[Saved entries]

####################

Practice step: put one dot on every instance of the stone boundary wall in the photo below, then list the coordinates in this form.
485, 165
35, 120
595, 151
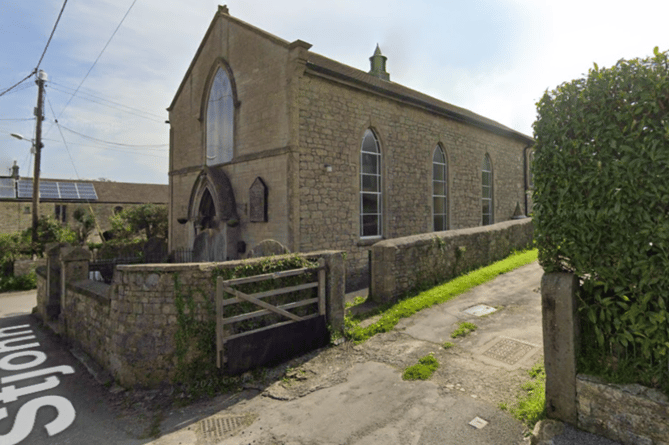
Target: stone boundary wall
129, 327
401, 264
631, 414
24, 267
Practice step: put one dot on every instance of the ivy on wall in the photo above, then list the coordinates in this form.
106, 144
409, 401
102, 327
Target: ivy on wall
601, 210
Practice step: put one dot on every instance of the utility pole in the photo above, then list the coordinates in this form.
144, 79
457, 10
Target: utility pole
39, 115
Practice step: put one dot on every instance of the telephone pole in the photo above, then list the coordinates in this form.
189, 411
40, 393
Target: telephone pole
39, 115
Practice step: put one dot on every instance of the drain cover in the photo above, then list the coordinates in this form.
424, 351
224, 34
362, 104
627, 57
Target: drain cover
480, 310
218, 427
508, 351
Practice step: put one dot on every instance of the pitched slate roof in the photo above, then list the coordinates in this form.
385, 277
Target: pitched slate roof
119, 192
355, 77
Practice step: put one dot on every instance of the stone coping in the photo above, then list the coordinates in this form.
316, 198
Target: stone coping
421, 238
176, 267
93, 289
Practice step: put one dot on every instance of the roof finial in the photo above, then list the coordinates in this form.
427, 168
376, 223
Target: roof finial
379, 64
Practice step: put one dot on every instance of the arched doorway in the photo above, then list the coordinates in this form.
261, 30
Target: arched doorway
213, 219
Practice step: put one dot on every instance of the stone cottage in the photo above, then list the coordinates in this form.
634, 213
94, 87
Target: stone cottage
269, 140
61, 198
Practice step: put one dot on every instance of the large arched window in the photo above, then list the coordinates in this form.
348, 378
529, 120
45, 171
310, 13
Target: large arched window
486, 192
370, 186
439, 190
220, 120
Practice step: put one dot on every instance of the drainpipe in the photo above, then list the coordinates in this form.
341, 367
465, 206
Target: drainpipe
525, 176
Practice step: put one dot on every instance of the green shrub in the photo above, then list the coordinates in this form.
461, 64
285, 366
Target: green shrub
23, 282
601, 209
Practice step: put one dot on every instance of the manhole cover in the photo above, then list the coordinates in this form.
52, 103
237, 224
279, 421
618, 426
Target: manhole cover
478, 423
508, 351
219, 427
480, 310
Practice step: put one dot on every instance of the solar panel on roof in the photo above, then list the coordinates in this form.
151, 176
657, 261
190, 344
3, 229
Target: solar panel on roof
7, 188
86, 190
48, 190
7, 192
71, 191
25, 189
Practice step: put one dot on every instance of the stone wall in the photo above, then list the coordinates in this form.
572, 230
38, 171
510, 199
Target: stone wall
630, 414
129, 327
25, 266
16, 216
401, 264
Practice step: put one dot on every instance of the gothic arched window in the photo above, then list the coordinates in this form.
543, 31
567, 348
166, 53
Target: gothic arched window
486, 192
439, 190
220, 120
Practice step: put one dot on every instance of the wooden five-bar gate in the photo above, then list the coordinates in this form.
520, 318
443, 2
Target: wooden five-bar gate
291, 334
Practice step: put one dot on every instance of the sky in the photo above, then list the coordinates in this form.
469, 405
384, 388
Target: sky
113, 66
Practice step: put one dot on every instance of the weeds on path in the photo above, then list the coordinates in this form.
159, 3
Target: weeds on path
422, 370
436, 295
531, 404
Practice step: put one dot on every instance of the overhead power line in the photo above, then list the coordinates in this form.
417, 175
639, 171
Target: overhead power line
51, 36
109, 142
115, 105
96, 60
17, 84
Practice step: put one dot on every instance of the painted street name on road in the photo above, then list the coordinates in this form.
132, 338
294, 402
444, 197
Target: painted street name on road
13, 341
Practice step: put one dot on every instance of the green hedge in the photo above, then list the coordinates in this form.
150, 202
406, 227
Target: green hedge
601, 210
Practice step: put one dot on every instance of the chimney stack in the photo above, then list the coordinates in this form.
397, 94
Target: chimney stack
379, 65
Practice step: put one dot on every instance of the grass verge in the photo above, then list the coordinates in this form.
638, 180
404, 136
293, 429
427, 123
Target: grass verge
439, 294
422, 370
464, 329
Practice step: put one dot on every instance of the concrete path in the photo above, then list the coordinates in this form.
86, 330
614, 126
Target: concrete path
355, 394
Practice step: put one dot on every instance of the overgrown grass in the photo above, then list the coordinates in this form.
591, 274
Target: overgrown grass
464, 329
22, 282
392, 314
422, 370
531, 405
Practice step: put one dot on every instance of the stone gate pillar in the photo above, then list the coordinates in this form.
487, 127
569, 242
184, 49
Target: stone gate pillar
560, 328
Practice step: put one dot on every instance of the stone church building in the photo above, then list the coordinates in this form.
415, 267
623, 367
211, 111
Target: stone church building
271, 141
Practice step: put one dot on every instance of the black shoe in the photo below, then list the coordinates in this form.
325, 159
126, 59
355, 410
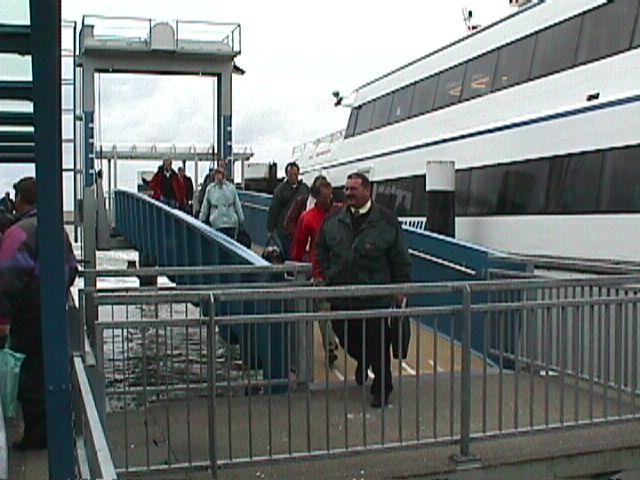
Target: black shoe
361, 374
378, 402
333, 358
30, 444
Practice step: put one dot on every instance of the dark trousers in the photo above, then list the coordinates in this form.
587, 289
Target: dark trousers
369, 341
285, 242
31, 397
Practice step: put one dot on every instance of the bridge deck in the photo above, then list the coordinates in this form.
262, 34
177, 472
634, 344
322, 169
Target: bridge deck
173, 440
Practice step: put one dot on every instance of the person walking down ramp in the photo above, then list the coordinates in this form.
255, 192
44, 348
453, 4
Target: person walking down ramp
363, 243
306, 233
283, 198
221, 208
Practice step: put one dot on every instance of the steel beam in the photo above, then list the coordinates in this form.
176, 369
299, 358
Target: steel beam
46, 59
17, 149
11, 158
15, 39
16, 90
16, 137
16, 119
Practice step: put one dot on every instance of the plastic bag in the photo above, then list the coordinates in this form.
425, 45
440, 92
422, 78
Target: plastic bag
10, 363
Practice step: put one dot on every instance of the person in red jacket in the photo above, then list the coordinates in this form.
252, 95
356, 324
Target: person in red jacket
307, 229
164, 184
184, 191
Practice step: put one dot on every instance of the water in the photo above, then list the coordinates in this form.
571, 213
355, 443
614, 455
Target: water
154, 362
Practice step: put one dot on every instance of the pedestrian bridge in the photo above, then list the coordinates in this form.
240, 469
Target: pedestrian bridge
218, 372
501, 369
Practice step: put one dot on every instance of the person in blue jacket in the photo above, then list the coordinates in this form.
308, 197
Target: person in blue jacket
221, 208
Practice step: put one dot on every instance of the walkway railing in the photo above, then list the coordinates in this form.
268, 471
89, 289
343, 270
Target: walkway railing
4, 452
93, 454
556, 354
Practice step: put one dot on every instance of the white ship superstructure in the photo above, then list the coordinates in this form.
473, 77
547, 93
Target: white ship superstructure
540, 113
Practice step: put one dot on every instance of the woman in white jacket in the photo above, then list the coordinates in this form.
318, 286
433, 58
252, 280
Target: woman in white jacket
221, 206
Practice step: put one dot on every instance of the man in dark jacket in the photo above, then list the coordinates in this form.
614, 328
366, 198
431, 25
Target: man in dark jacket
363, 243
164, 184
20, 309
283, 197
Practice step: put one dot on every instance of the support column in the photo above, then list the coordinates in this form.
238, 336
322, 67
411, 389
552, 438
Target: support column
45, 41
441, 200
225, 145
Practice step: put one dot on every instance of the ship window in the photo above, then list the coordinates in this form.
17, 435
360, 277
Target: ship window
523, 188
636, 37
381, 109
405, 196
484, 189
423, 95
450, 86
620, 184
351, 124
574, 182
514, 62
401, 104
463, 177
556, 48
607, 30
479, 77
364, 118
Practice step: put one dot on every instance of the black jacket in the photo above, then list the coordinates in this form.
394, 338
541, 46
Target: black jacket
376, 254
283, 197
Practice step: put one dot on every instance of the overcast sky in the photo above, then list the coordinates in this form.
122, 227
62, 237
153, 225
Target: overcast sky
295, 54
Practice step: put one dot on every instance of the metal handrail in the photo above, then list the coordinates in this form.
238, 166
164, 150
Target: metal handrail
4, 453
104, 468
288, 267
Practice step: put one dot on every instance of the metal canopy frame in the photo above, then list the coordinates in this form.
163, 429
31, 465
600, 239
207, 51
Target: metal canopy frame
165, 54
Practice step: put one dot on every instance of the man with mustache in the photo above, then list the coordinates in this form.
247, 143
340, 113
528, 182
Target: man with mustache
363, 243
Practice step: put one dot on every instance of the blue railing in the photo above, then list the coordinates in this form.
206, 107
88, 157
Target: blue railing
167, 237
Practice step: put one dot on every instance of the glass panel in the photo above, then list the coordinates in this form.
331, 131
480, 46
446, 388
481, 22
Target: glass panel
423, 95
364, 118
351, 124
514, 63
15, 67
607, 30
381, 111
463, 178
523, 188
574, 183
483, 191
620, 187
401, 104
450, 86
67, 97
405, 196
636, 37
14, 11
556, 48
479, 77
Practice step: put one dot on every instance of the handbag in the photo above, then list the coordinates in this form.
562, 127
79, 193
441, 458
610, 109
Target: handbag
272, 252
10, 363
400, 335
243, 238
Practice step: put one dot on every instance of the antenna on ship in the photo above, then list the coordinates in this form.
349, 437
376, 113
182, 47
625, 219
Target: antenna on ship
467, 16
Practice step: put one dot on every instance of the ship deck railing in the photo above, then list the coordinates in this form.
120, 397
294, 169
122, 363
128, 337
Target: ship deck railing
145, 34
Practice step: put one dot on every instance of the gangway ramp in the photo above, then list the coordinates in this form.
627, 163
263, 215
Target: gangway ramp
166, 237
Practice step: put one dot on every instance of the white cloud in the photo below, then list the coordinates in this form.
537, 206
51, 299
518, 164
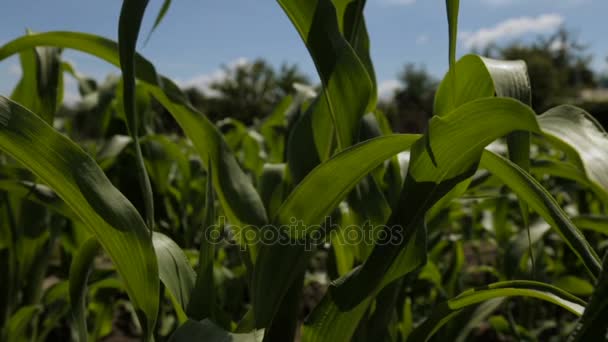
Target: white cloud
14, 70
560, 3
387, 88
397, 2
202, 82
511, 28
422, 39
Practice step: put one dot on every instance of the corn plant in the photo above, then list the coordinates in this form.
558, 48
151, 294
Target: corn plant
324, 165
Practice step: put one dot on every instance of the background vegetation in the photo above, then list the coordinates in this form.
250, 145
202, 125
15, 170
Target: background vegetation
498, 191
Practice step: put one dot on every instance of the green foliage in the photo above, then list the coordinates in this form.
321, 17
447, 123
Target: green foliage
299, 215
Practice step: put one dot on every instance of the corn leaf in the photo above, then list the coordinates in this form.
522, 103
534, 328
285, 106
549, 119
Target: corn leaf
436, 166
447, 310
76, 178
202, 303
174, 271
237, 195
207, 331
574, 127
131, 15
592, 325
347, 86
80, 269
539, 200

####################

Whenever a line includes the word "below", pull it out of the entries.

RESPONSE AREA:
Practice step: put one dot on every instance of the stone boundary wall in the photo below, then list the coordinates in this form.
Practice step: put one dot on every instance of the black shoe in the photo below, then list the coordinates in this form.
Practice step: put one dot on every instance of the white cloud in the photo below, then list the coordinates in this form.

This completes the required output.